Text for analysis »
***
Now I’m back on track and answering the phone like a(n almost) pro. I almost never know what problem is going to be thrown my way, but that’s sort of part of the adventure. Until I get fifteen LONG phone calls of an identical nature. In a row. Before lunch. But you know what, even if it isn’t much of an adventure, I still get a kick out of whipping out my secret weapon: Super Professional Smiling LizHarrell. SPSLH is the best phone answerer in the world. She smiles when she picks up the phone, even though no one but her co-workers (who may or may not believe her to be insane at this point) see her. She has a bright, clear tone that people love to listen to. She is the friendliest person on the face of the earth. She is helpful. She knows almost every answer, and if she doesn’t, gosh darnit, she’ll figure it out for you. She is never irritated that you are calling with the same question fourteen other people have already asked her that morning. She enunciates. She oozes charm. She is amazing.

She is obviously NOT me. But I have gotten quite good at pretending to be SPSLH. Not only do I have people thanking me on bended knee when they end the conversation, I’ve actually pulled off a major con at the same time. I am diabolical! I am fooling the world. Little do they know how much I spent the fraction of a second between phone ringing and my answering dreading every moment of the conversation I was sure to have. No, they believe I love it.

And you know what? I sort of do. SPSLH makes me better. And she can make you better too. But I recommend coming up with a new name. And potentially tweaking the gender. Or perhaps her goals in life. Maybe she should be a vegan, or something. You know, whatever works.

I wasn’t going to do this so soon after my post praising emails, but then again, I most certainly send more text messages than emails, so I wouldn’t want to leave them out. They are so little and helpless, it would be wrong to suggest they aren’t just as capable and perhaps more useful than the email. But you might not realize it, given their generally on-the-fly composition and limited space capacities.

For those of you cool enough to possess a phone that allows you to send emails, you may neglect the poor text message as a pointlessly restricted tool you only use with your hopelessly flawed friends and colleagues who don’t yet have a smart phone. But I contend that the text message is not limited, but an art form, of sorts. While unlimited texting packages really eliminate the need to express yourself in 145 characters, I still enjoy the challenge.  {Note: I know not one thing about Twitter but I suspect there are some similarities in the limited character counts, etc…} I love editing as a general rule, but there is something really empowering about taking a 200 character message and whittling it down to the requisite 145 character mark. If I can express an emotion, a concern and make plans in that limited space, I feel I have really accomplished something (though this may say more about the state of my ego that I consider this to be an accomplishment…).
***
Data section »

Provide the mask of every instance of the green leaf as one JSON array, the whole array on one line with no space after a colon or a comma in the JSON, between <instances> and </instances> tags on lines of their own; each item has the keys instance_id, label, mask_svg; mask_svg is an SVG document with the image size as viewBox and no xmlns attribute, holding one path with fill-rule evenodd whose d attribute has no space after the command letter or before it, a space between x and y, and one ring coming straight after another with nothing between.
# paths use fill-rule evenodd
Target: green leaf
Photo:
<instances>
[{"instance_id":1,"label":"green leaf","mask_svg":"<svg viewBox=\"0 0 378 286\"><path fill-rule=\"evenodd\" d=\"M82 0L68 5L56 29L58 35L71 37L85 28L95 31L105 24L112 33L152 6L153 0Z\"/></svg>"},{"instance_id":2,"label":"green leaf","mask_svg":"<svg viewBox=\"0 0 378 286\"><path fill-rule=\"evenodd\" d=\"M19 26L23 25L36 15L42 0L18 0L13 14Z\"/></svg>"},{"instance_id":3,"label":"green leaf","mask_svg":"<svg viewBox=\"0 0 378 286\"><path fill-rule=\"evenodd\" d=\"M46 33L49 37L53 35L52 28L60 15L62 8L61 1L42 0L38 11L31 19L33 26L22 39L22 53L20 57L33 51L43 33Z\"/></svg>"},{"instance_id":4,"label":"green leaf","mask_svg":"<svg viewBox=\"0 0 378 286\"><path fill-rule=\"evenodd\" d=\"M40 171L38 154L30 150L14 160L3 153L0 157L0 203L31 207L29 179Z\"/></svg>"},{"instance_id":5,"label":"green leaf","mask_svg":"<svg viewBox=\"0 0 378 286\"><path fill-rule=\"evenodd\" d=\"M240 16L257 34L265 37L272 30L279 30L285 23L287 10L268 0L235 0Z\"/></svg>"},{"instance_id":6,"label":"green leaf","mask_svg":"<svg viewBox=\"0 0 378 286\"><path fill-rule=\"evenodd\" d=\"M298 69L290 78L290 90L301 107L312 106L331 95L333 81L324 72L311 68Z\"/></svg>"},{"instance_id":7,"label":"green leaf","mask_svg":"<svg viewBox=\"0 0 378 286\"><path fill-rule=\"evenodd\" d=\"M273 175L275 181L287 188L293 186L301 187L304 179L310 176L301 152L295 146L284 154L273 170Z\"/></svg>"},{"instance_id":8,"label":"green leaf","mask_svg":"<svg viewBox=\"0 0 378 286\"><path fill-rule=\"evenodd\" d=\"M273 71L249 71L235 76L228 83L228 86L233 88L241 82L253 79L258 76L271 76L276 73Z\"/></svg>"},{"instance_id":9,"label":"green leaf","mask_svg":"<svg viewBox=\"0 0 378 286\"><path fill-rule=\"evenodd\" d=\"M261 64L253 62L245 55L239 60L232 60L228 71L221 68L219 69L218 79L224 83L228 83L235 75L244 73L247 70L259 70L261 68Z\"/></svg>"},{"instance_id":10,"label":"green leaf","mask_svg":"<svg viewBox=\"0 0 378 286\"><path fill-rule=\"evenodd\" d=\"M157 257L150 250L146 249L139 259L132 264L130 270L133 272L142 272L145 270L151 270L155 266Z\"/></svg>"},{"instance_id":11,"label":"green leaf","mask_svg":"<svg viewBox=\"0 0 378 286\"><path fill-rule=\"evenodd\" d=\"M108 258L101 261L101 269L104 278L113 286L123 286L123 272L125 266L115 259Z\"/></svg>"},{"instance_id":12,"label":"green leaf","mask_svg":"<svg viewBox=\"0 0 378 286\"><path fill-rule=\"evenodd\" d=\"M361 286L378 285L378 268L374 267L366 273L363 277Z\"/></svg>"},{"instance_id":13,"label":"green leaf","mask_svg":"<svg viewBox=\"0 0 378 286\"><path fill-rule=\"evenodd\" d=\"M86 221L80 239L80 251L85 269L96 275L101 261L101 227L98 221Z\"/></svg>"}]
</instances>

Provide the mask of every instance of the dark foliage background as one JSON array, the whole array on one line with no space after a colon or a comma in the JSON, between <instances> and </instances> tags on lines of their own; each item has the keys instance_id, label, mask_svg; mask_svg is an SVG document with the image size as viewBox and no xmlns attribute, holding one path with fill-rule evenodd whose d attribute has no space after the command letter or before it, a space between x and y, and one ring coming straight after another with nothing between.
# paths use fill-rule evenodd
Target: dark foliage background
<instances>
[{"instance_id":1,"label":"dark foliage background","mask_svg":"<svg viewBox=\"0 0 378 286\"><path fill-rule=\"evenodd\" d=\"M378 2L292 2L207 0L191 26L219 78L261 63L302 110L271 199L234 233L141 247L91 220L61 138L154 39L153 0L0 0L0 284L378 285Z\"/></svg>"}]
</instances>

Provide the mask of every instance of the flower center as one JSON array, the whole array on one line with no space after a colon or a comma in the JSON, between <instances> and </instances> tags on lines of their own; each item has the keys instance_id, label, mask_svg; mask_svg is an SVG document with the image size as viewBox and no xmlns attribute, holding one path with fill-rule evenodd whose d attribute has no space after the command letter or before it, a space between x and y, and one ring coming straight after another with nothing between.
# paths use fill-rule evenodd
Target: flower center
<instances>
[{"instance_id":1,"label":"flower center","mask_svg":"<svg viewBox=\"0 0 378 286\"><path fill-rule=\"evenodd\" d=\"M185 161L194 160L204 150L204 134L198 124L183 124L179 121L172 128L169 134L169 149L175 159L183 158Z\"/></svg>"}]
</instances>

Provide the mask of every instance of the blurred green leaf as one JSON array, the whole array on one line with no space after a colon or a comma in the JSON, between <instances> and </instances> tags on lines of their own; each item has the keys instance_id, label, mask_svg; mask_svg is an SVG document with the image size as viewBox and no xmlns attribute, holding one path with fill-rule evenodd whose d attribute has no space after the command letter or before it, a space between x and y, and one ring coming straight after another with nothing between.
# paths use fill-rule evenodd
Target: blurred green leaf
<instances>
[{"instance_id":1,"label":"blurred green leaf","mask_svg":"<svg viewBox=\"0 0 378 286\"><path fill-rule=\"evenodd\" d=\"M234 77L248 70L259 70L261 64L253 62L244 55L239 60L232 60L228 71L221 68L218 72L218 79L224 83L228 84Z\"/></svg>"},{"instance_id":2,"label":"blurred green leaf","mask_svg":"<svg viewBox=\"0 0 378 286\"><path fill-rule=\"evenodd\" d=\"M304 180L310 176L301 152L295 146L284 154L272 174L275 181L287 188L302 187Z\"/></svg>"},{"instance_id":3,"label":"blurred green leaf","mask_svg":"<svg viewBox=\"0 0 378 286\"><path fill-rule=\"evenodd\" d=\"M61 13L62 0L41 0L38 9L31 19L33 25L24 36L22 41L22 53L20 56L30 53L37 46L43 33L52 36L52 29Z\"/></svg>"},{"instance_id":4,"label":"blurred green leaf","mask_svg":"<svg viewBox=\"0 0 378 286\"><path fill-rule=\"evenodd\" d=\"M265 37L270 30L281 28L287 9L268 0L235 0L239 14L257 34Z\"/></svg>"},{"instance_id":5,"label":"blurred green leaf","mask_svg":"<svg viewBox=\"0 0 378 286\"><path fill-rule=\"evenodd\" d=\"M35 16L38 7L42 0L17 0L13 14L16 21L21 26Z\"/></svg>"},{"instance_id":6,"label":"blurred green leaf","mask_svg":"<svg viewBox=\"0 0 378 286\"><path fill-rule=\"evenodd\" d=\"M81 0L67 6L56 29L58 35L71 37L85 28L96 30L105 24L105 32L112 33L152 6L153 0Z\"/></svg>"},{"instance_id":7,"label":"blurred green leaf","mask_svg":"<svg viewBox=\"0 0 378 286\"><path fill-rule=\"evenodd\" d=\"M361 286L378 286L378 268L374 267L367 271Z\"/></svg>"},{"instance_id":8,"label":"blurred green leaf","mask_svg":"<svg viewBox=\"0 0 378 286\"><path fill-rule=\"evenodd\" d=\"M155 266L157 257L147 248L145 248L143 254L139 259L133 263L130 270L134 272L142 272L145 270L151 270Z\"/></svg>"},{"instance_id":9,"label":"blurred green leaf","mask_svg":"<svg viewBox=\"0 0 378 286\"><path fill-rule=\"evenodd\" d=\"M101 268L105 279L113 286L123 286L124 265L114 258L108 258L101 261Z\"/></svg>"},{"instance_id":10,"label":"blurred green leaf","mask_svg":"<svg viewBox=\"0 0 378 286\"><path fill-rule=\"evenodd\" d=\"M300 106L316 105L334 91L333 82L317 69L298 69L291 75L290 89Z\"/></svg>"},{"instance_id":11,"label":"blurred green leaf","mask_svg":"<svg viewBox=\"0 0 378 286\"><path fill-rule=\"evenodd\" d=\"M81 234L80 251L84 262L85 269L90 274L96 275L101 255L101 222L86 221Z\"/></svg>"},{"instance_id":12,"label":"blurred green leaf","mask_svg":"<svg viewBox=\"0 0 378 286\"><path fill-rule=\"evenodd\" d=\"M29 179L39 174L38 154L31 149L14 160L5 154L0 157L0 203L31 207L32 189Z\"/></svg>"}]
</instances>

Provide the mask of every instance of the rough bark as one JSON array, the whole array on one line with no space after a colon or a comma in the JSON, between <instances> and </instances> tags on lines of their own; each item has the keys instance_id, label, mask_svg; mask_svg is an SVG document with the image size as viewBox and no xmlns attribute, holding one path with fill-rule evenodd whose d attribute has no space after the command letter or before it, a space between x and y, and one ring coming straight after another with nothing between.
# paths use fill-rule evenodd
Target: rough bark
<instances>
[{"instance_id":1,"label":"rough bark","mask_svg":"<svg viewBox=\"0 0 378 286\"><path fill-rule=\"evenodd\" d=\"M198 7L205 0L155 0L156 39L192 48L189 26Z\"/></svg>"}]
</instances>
***
Work to be completed » In the text about answering the phone, translate this sentence into Spanish: "She has a bright, clear tone that people love to listen to."

Finished exercise » Tiene un tono alegre y claro que a la gente le encanta escuchar.